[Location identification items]
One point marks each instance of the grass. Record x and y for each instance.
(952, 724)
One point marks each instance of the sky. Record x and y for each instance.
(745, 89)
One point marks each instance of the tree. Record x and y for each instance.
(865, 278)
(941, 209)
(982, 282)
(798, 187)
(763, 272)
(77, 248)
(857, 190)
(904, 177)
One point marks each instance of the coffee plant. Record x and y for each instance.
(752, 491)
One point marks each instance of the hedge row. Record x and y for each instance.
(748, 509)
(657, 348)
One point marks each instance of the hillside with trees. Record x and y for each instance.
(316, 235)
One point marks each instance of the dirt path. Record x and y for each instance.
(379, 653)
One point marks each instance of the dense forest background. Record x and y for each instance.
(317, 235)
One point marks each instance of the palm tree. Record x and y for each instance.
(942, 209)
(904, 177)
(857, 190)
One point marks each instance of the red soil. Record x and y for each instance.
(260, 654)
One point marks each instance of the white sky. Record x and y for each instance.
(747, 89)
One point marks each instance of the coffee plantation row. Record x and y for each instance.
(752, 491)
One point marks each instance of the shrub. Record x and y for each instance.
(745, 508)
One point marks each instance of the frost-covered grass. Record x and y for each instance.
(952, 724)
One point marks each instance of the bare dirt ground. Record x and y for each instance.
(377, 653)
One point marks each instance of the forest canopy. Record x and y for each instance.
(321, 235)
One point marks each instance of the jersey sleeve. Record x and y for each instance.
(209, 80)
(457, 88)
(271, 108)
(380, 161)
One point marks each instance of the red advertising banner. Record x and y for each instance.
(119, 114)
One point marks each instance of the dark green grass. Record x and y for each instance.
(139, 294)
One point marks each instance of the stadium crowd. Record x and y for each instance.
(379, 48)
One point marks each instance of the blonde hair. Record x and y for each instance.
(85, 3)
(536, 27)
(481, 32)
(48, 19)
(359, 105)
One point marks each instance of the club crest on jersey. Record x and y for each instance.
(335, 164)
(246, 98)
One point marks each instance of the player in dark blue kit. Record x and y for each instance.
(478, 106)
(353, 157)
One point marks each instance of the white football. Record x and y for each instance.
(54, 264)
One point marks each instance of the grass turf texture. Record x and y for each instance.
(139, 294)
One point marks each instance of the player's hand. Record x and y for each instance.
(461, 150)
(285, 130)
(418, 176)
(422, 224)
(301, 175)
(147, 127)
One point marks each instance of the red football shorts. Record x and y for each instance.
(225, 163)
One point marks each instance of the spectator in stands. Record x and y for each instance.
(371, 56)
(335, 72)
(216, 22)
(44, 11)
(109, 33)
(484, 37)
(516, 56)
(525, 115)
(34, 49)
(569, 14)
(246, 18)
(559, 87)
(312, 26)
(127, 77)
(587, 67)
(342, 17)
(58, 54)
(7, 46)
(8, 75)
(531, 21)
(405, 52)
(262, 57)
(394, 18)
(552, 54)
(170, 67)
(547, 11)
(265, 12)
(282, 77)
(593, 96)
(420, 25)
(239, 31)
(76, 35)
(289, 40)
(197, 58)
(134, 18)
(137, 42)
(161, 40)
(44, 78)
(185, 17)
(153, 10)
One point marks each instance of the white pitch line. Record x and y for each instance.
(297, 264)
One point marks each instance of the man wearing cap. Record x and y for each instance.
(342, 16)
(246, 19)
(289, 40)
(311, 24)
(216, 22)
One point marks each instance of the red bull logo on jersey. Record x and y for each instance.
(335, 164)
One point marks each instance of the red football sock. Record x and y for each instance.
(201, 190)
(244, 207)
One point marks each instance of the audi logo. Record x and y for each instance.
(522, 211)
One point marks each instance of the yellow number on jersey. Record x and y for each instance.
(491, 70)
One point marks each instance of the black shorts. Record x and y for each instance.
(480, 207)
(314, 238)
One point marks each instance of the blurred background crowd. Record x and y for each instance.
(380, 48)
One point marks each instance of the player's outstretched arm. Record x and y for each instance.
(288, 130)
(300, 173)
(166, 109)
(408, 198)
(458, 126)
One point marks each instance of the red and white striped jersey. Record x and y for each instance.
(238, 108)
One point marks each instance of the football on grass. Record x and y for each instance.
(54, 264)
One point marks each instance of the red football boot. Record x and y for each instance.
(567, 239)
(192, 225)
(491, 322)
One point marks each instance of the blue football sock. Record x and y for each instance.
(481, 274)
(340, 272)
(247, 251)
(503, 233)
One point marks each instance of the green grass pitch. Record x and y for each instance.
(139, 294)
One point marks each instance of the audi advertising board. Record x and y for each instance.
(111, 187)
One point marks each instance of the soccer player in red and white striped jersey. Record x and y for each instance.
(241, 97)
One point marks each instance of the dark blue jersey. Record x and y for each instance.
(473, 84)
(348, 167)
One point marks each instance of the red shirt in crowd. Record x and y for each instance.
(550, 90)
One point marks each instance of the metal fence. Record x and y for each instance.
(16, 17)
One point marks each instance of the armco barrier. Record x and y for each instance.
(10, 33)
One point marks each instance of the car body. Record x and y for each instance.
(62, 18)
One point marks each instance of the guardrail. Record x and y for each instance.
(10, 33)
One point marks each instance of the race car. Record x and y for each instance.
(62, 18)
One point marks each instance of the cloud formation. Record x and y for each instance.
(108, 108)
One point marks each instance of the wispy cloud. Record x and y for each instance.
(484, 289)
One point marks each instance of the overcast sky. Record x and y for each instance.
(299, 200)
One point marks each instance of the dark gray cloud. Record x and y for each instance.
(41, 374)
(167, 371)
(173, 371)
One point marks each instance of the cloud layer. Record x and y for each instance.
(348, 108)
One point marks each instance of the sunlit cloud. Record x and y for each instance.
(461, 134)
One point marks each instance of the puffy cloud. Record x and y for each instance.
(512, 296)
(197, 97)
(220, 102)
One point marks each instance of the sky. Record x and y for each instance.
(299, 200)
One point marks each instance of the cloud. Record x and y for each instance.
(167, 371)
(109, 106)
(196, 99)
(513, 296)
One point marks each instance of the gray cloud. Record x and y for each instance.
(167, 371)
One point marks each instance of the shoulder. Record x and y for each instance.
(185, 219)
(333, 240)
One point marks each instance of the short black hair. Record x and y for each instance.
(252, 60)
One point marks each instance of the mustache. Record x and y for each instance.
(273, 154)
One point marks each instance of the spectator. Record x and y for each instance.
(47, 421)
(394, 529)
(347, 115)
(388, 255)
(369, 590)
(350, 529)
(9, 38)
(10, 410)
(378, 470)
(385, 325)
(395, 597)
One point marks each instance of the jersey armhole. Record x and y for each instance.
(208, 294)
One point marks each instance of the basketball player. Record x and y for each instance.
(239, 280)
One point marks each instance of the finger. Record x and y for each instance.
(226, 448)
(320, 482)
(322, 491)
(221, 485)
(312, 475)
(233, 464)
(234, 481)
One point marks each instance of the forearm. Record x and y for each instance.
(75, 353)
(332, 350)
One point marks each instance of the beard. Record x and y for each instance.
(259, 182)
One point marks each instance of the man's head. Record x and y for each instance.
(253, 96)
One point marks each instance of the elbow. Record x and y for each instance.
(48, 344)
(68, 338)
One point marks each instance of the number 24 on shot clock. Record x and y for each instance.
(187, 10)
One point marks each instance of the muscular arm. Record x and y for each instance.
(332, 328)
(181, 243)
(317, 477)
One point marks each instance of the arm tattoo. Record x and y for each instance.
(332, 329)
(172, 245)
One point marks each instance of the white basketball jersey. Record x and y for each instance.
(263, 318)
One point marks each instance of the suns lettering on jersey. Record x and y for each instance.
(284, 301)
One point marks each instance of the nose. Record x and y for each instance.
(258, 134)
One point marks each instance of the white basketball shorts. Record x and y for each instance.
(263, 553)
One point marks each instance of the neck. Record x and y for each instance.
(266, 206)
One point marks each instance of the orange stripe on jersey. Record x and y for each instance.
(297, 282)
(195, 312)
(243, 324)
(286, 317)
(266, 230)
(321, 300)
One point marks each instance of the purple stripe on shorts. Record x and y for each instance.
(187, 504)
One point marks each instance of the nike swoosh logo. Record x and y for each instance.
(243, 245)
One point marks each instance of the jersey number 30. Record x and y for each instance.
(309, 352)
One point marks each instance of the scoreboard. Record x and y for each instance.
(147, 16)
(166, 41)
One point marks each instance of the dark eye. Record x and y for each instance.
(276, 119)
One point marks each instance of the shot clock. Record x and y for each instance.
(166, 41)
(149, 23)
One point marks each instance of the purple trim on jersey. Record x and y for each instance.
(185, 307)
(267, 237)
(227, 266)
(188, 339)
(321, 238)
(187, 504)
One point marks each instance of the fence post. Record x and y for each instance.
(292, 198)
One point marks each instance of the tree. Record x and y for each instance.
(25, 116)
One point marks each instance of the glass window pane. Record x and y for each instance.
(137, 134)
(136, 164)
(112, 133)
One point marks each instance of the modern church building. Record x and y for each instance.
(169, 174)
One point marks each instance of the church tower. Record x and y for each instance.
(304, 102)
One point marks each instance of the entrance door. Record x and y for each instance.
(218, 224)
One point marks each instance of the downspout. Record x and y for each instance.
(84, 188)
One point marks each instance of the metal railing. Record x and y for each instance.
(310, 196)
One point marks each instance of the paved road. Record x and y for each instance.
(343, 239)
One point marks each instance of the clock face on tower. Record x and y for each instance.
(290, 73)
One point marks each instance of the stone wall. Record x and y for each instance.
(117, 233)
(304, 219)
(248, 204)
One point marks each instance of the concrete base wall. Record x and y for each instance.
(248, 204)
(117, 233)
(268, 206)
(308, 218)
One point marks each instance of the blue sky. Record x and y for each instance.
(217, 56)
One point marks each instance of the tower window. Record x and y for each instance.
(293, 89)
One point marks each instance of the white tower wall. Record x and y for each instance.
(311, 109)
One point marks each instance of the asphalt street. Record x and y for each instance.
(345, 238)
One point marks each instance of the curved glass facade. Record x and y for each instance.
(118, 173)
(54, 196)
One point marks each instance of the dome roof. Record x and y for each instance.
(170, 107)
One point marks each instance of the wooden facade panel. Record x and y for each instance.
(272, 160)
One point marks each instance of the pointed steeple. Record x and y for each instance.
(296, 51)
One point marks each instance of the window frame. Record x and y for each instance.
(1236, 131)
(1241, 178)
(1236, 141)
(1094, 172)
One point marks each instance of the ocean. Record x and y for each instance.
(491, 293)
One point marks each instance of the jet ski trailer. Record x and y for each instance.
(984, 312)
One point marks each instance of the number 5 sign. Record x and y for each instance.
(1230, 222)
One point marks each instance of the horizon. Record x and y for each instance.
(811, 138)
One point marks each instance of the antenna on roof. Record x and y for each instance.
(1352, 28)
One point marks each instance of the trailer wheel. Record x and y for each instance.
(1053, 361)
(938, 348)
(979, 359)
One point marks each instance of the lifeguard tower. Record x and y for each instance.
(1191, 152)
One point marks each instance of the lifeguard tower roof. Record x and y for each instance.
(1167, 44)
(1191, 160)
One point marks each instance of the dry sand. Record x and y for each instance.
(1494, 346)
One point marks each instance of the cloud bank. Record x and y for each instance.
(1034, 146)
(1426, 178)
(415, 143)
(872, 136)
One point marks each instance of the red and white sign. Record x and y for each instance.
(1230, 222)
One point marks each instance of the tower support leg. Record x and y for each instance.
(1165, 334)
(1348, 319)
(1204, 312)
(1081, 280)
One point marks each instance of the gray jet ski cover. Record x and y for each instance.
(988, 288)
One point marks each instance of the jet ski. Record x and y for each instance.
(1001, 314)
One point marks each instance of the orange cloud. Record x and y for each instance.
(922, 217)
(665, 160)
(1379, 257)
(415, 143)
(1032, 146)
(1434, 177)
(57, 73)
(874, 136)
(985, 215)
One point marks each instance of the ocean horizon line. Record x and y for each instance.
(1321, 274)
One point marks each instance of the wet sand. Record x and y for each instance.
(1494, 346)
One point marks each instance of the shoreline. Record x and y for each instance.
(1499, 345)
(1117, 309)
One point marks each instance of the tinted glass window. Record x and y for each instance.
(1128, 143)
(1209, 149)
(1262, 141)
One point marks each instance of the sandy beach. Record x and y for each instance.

Stated exercise: Print exactly the lines from the one with "One point marks each instance of the antenna" through the end of the data, inclusive.

Exercise output:
One point marks each instance of the antenna on roof. Record x and y for each instance.
(1352, 28)
One point marks each instance of the trailer wheel. Record x and y for each instance.
(1053, 361)
(938, 348)
(979, 359)
One point marks each instance of the lifeguard tower. Record x and y for each instance.
(1191, 152)
One point marks each instance of the lifeguard tower roof. Record x and y for each instance.
(1167, 44)
(1191, 160)
One point marks each instance of the dry sand. Record x and y for each instance.
(1494, 346)
One point marks each instance of the cloud bank. Record x and y for each instance.
(1034, 146)
(1426, 178)
(415, 143)
(872, 136)
One point marks each instance of the red and white sign. Record x and y for each instance.
(1230, 222)
One point marks each instance of the tower support leg. Record x and y for each instance.
(1165, 334)
(1348, 319)
(1204, 312)
(1081, 280)
One point marks each instance of the gray jet ski cover. Record x and y for each instance.
(988, 288)
One point marks each instance of the jet ski. Record x and y for each instance.
(1001, 314)
One point marks each instance of the orange cloud. Record x and y for each instance.
(922, 217)
(665, 160)
(1379, 257)
(415, 143)
(1032, 146)
(1434, 177)
(57, 73)
(874, 136)
(985, 215)
One point marks each instance of the ocean horizon line. Record x and y for each instance.
(1321, 274)
One point marks each instance of the wet sand. Record x and y for each instance.
(1494, 346)
One point marks each instance of the shoreline. Record x and y for each instance.
(1499, 345)
(1117, 309)
One point marks each instance of the tinted glass window. Record x and y for each instance.
(1128, 143)
(1209, 149)
(1262, 141)
One point marks each instance of the sandy beach. Record x and y for each instance.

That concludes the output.